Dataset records
++++

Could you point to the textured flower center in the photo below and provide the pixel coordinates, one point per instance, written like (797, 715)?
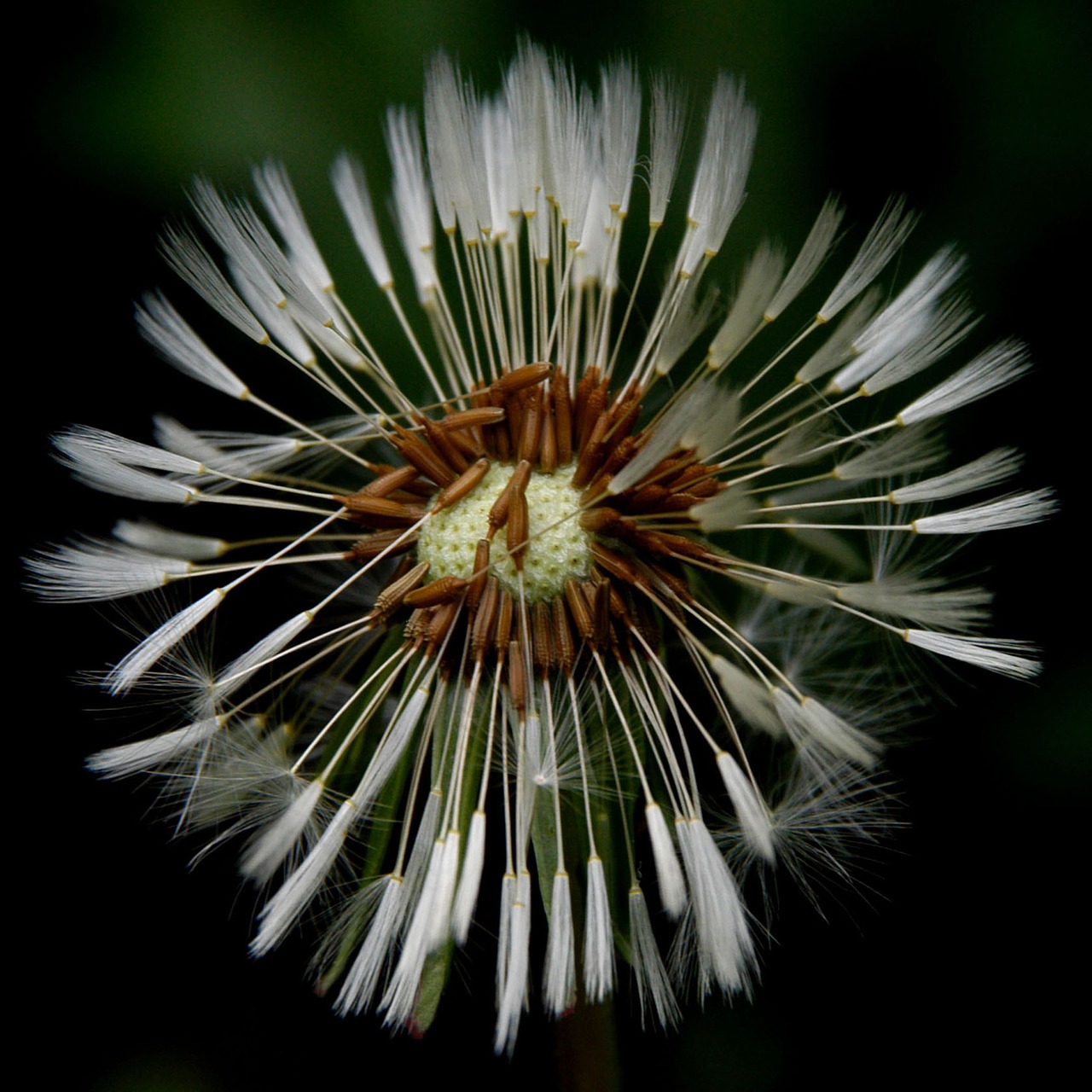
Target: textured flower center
(558, 549)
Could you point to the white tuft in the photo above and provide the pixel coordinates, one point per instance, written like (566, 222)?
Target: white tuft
(560, 973)
(145, 535)
(92, 572)
(811, 724)
(470, 880)
(718, 184)
(1001, 514)
(148, 755)
(264, 855)
(669, 873)
(653, 986)
(599, 939)
(351, 186)
(749, 696)
(751, 808)
(746, 315)
(723, 511)
(881, 244)
(190, 260)
(725, 950)
(279, 915)
(810, 260)
(129, 670)
(514, 995)
(358, 990)
(993, 653)
(176, 342)
(989, 371)
(237, 673)
(981, 473)
(666, 121)
(904, 451)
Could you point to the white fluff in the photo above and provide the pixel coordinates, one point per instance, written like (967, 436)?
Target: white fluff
(232, 677)
(295, 894)
(176, 342)
(751, 808)
(514, 997)
(358, 990)
(718, 184)
(129, 670)
(148, 537)
(470, 880)
(746, 315)
(1001, 514)
(351, 184)
(653, 986)
(810, 260)
(277, 195)
(190, 260)
(269, 850)
(989, 371)
(993, 653)
(150, 753)
(748, 694)
(990, 470)
(560, 974)
(599, 938)
(881, 244)
(93, 572)
(725, 950)
(669, 873)
(810, 724)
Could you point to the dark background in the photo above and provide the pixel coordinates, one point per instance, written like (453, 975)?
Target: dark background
(971, 961)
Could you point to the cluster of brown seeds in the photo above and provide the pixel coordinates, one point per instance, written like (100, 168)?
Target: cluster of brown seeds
(529, 417)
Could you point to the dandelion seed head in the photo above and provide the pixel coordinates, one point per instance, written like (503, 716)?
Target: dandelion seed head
(601, 587)
(557, 550)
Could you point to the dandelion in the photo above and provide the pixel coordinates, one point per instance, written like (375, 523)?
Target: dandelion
(535, 624)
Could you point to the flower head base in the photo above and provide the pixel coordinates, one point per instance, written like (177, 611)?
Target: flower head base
(506, 675)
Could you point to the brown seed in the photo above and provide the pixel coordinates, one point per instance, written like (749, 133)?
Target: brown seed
(439, 591)
(531, 427)
(473, 418)
(517, 677)
(393, 594)
(518, 529)
(502, 435)
(562, 636)
(505, 614)
(541, 630)
(374, 545)
(601, 520)
(520, 378)
(617, 566)
(596, 403)
(579, 609)
(480, 574)
(390, 482)
(587, 383)
(592, 453)
(664, 543)
(463, 485)
(547, 451)
(484, 631)
(381, 508)
(443, 444)
(440, 623)
(424, 457)
(601, 612)
(502, 507)
(562, 416)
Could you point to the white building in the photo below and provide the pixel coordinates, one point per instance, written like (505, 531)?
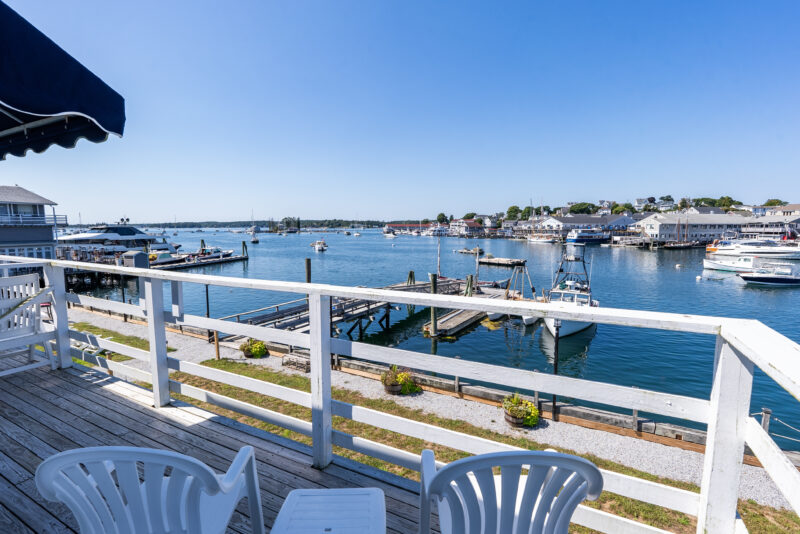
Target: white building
(663, 227)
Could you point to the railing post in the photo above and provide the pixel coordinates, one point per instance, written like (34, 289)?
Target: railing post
(154, 306)
(176, 289)
(722, 466)
(54, 277)
(320, 331)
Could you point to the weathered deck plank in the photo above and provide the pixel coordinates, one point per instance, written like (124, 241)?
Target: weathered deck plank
(43, 412)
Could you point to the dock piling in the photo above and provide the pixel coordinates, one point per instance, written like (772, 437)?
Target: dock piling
(433, 330)
(766, 413)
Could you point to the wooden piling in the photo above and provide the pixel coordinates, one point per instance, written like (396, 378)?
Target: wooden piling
(433, 330)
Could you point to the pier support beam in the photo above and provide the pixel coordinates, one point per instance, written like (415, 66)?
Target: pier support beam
(157, 335)
(54, 277)
(321, 419)
(434, 331)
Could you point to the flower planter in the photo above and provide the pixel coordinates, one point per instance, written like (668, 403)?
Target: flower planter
(514, 421)
(393, 389)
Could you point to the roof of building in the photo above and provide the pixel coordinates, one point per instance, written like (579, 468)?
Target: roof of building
(770, 219)
(698, 218)
(708, 209)
(787, 207)
(17, 195)
(589, 219)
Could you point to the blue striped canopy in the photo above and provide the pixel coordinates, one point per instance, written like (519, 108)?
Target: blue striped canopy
(46, 96)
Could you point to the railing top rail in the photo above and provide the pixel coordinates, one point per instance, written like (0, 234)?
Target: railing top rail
(775, 354)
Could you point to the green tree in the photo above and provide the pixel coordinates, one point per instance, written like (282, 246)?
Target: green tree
(513, 212)
(583, 207)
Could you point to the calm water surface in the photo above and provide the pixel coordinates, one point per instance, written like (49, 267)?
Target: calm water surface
(664, 281)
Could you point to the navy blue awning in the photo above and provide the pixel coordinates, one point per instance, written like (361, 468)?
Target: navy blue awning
(46, 96)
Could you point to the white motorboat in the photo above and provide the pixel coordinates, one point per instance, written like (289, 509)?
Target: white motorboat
(773, 274)
(112, 238)
(754, 247)
(571, 288)
(542, 239)
(588, 235)
(741, 264)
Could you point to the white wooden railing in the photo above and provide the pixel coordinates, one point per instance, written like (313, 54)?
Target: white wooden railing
(741, 345)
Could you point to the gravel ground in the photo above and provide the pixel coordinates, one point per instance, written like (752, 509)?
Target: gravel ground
(654, 458)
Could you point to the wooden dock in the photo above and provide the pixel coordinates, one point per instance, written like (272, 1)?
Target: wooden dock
(503, 262)
(43, 412)
(199, 263)
(454, 322)
(294, 316)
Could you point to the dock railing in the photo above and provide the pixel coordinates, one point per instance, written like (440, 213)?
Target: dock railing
(741, 345)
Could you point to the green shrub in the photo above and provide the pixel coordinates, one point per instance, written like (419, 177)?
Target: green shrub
(520, 408)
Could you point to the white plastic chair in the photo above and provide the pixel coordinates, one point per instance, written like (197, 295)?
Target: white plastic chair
(136, 490)
(472, 499)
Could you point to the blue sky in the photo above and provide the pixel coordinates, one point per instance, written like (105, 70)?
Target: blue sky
(404, 109)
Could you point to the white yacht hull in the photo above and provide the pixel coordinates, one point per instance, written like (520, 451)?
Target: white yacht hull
(567, 327)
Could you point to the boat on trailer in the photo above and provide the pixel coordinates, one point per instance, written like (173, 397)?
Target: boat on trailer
(571, 287)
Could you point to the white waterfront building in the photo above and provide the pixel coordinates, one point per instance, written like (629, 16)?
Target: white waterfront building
(663, 227)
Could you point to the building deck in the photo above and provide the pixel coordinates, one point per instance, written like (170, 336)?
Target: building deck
(43, 412)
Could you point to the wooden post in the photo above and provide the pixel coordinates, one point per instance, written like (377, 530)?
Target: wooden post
(321, 423)
(176, 288)
(557, 324)
(766, 413)
(54, 276)
(730, 403)
(154, 306)
(434, 331)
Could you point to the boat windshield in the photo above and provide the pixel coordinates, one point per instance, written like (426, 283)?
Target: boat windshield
(569, 296)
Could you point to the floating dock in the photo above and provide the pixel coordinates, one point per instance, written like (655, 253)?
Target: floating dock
(454, 322)
(199, 263)
(502, 262)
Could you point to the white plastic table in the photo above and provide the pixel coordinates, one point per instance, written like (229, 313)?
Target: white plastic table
(332, 511)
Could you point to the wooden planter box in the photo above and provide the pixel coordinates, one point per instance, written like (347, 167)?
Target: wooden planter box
(514, 421)
(393, 389)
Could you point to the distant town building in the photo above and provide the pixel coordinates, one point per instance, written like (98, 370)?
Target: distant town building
(465, 228)
(25, 227)
(787, 210)
(705, 210)
(663, 227)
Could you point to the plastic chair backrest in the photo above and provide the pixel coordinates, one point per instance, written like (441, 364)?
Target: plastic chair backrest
(478, 502)
(17, 318)
(128, 489)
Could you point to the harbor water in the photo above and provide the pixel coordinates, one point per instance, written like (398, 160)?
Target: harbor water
(664, 281)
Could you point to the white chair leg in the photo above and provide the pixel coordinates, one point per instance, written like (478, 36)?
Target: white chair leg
(254, 499)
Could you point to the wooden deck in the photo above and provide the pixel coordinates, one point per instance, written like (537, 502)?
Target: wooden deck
(43, 412)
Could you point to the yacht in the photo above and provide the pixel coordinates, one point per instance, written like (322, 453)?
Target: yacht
(773, 274)
(109, 239)
(542, 238)
(754, 247)
(742, 264)
(588, 235)
(572, 288)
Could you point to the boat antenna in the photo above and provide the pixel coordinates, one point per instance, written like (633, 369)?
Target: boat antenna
(439, 257)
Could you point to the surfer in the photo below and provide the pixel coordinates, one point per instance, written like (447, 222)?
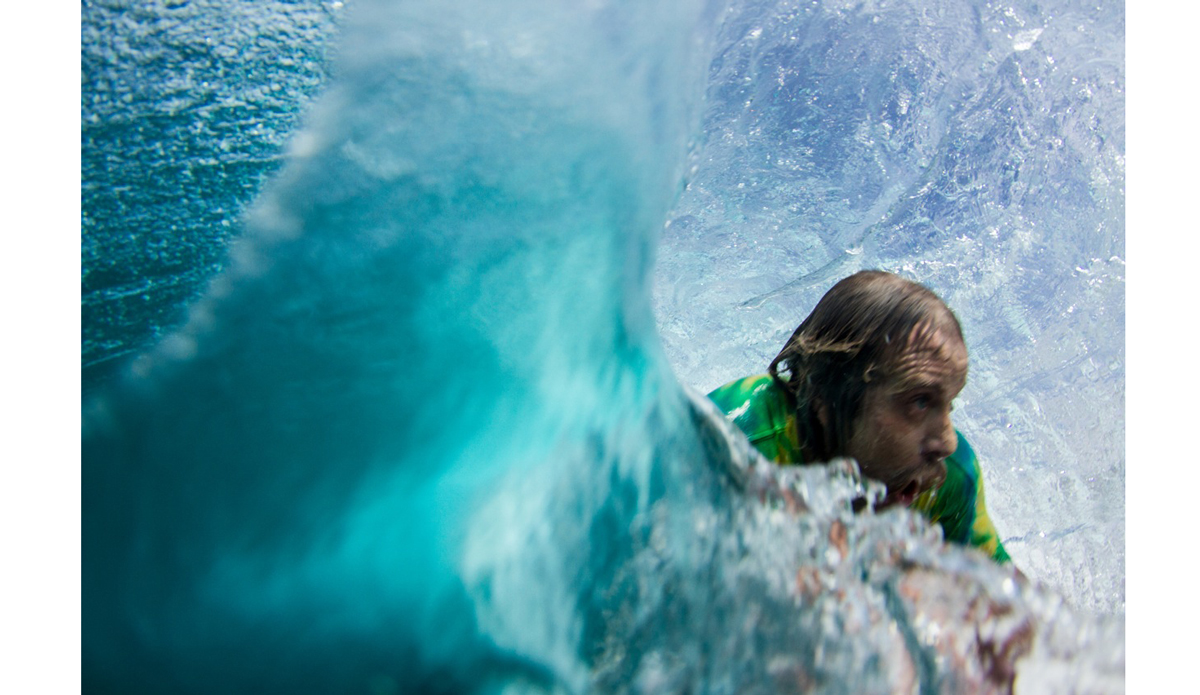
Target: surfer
(871, 375)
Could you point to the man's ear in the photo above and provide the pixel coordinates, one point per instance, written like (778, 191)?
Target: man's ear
(822, 412)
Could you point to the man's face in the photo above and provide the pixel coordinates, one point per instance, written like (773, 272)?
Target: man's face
(904, 432)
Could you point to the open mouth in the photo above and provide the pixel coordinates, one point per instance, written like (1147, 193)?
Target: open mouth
(905, 495)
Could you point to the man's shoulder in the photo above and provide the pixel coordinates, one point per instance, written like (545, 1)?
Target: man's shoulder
(739, 391)
(964, 461)
(757, 405)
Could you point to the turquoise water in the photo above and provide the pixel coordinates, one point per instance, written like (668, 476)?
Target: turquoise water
(407, 415)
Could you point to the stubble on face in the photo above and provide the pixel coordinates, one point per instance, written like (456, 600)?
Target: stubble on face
(903, 433)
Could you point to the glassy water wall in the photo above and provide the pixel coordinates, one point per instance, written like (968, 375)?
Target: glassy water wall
(977, 148)
(420, 433)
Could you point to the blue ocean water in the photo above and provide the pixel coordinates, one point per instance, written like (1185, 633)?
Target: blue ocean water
(411, 409)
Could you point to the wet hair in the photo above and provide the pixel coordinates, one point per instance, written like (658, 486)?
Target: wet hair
(853, 337)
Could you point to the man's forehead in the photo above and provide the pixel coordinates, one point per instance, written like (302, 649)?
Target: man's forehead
(937, 360)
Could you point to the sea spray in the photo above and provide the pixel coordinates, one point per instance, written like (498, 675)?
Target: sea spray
(419, 436)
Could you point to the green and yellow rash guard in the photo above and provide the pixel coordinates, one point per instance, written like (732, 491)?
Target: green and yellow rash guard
(761, 409)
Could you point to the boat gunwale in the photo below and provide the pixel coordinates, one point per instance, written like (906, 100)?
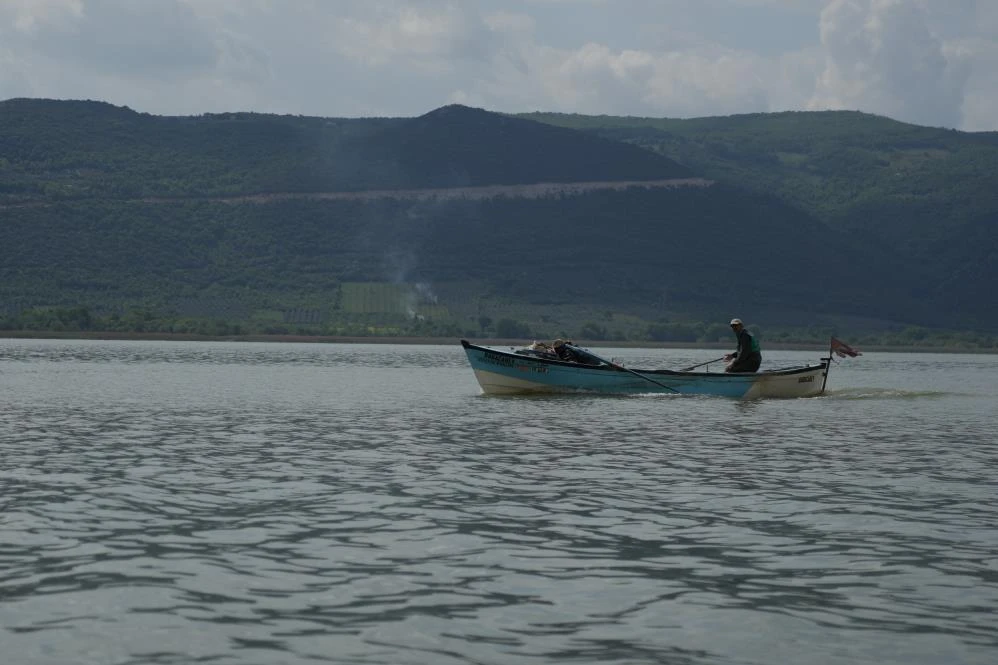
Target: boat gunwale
(783, 371)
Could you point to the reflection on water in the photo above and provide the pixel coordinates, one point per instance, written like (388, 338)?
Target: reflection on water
(227, 503)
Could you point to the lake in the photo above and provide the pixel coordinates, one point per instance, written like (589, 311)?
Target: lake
(217, 502)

++++

Whenever a line of the records holds the string "below", pick it out and copy it.

Could you point to the textured flower center in the photo below and provide the pixel coordinates, one point per instance, written like (797, 715)?
Could you point to the white building in the photo below and provide the pixel coordinates, one point per instance, written like (505, 531)?
Could you point to the surfer in the photo below and provide the pixel coordinates, one point per instance, written like (447, 222)?
Could you point to the boat gunwale in the photo below and provide the pixel coordinates, one point per instance, written like (906, 100)?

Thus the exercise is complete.